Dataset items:
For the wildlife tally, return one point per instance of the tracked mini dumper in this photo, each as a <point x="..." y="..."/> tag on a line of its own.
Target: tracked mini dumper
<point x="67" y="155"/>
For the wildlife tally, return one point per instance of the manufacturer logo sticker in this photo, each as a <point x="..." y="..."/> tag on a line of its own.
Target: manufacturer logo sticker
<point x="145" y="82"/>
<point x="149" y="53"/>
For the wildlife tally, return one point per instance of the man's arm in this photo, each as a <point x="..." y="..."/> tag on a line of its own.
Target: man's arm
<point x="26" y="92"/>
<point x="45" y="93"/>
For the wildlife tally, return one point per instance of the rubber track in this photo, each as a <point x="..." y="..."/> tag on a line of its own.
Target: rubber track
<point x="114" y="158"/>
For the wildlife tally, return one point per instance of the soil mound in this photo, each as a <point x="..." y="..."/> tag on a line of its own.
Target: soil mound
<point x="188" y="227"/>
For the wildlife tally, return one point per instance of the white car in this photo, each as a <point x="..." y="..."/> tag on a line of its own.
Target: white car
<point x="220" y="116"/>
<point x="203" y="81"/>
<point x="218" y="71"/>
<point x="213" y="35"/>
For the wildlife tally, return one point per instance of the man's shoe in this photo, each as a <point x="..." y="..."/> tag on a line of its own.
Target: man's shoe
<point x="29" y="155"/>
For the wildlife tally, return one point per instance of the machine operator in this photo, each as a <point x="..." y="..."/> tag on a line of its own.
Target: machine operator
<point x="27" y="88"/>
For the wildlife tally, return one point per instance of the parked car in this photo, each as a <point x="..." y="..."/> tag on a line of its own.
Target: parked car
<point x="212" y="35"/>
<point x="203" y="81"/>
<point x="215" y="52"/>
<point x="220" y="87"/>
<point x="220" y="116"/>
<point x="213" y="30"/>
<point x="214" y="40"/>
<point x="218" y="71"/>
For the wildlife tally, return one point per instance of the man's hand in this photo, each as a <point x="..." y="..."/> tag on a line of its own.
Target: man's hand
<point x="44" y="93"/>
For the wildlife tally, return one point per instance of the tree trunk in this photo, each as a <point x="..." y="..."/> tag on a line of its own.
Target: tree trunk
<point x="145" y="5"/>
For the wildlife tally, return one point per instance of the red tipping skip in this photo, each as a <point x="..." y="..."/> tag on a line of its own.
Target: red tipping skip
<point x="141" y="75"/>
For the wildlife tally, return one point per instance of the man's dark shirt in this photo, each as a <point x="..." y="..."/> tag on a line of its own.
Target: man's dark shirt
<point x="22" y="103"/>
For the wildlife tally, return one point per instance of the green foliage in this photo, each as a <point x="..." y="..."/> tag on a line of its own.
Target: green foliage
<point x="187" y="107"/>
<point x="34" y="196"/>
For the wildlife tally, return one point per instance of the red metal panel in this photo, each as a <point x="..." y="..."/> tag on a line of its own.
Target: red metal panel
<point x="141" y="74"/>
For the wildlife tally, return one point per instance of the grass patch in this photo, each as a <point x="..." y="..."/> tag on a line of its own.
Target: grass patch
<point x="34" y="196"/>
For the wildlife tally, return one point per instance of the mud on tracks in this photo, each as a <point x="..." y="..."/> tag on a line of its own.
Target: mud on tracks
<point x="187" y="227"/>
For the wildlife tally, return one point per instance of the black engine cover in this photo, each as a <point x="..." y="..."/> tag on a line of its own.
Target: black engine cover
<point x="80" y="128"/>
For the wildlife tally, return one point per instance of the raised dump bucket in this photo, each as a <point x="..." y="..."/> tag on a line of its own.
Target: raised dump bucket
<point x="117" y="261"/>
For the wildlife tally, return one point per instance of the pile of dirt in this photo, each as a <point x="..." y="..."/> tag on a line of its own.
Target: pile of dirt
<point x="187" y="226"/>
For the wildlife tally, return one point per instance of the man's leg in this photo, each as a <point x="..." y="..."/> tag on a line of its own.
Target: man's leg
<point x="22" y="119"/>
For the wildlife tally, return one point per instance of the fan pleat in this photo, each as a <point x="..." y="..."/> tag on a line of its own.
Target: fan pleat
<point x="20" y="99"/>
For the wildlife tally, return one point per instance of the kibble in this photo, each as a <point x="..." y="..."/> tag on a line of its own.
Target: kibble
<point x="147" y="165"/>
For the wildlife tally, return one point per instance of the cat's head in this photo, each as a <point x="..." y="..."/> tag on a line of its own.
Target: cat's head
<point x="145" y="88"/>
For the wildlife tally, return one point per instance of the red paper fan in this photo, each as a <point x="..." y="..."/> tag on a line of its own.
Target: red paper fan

EXERCISE REQUIREMENTS:
Lines in the entries above that hold "paper" should be counted; give only that count.

TASK RESULT:
2